Quoted passage
## start

The start page also direct me to the latest discussions the way the reddit start page does. It’s hard to actually find the discussions.
If I go to a discussion like https://arbital.com/p/requisites_for_personal_growth/, there’s no text field in which I can leave my comment, like there’s on reddit (and here) or blogs that have a comment sections. I can click the button “Propose comment” but that design suggests to me that commenting isn’t supposed to be my default reaction.
Correct. We (somewhat prematurely) worried about trolls, so by default people can only propose comments. And it would be up to Toon to approve them. (If there is sufficient demand, I can add a feature to let users have open commenting. But in general adding features to old Arbital is not high on my priority list.)
I think we likely made a mistake with respect to openness, but it’s not obvious when/how. Probably the biggest problem is that we couldn’t settle on what we wanted the users to do once they were on the platform.
I notice that you tell people to come to Arbital, but it is still invite-only.
we couldn’t settle on what we wanted the users to do once they were on the platform
″...the street finds its own uses for things”—William Gibson
Have you considered letting users play freely and then learning from them instead of trying to construct an optimal-by-some-criteria maze that mice surely will joyfully choose to run through?
How is it invite only? Are you talking about the comment section?
Originally the plan was to do exactly that if we couldn’t figure how to build a “joyful maze”: just throw open the doors and see what people do with it. Unfortunately there is still a significant amount of work left to do that well, and right now I’m more optimistic about the new platform than I am about scavenging the current version.
The last time I tried making an Arbital account, it failed. Does it require human approval? Then it’s still invite-only. Is it broken? Then that’s why no-one signed up.
Not someone with sufficient authority, just the blog owner. That seems fair though. You can create you own blog and then you would be in charge of which comments to approve.
I am sure you are well aware of how default-approve (=blacklisting) and default-deny (=whitelisting) policies affect the popularity and usage of publishing platforms.
Why do you think it’s a better decision to switch strategy to a microblogging platform instead of switching strategy to being as open and as inviting of contribution as possible?
Currently it’s not clear to anyone what Arbital is, what it can do, who it’s for, etc.. It needs to solve a real problem and present itself as solving that clear problem.
The tech we used is now somewhat obsolete. The codebase has accumulated a lot of unnecessary features. Also Google Material UI turned out to be too heavyweight and not as pleasant to design with as I thought initially. (These are all arguments for remaking the platform.)

## end

Given entries
## start

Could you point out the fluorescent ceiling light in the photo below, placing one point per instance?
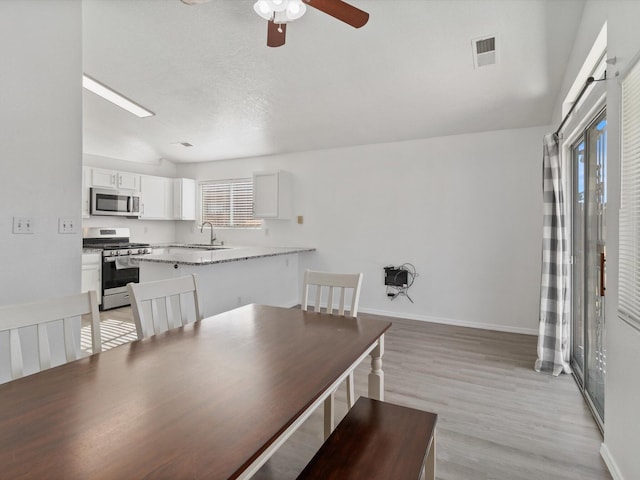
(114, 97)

## end
## start

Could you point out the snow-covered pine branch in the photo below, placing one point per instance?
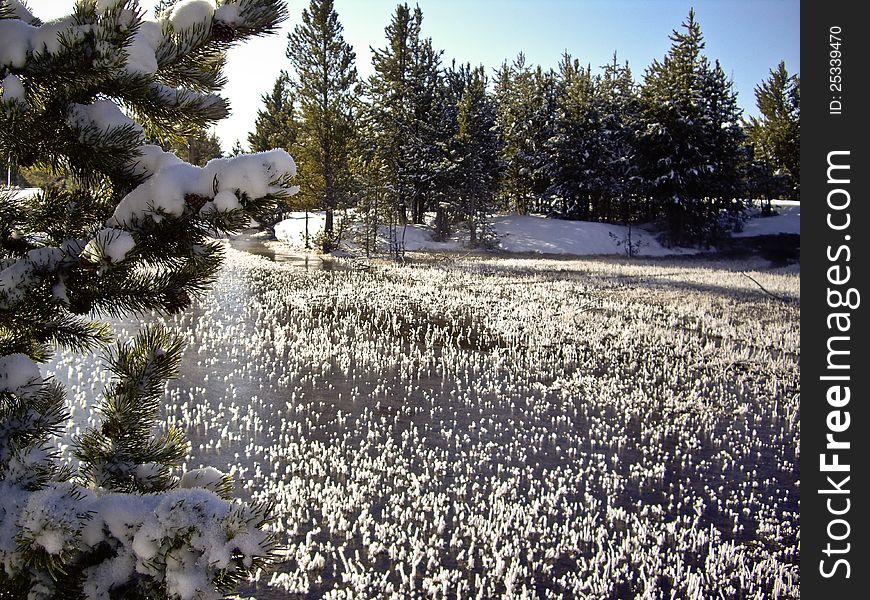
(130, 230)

## end

Your tasks
1. Answer these about the Arbital discussion:
(a) What button can a user click in place of a text field for leaving a comment?
(b) Who would be the one to approve proposed comments?
(c) Which UI toolkit turned out to be too heavyweight?
2. In the Arbital discussion, why can people by default only propose comments instead of posting them directly?
3. What arguments for remaking the platform does the Arbital discussion give? List them all.

List of solutions
1.
(a) "Propose comment"
(b) Toon
(c) Google Material UI

2. The team worried, somewhat prematurely, about trolls. So by default people can only propose comments, and someone (Toon, in this case) has to approve them.

3.
- The tech used is now somewhat obsolete.
- The codebase has accumulated a lot of unnecessary features.
- Google Material UI turned out to be too heavyweight and not as pleasant to design with as first thought.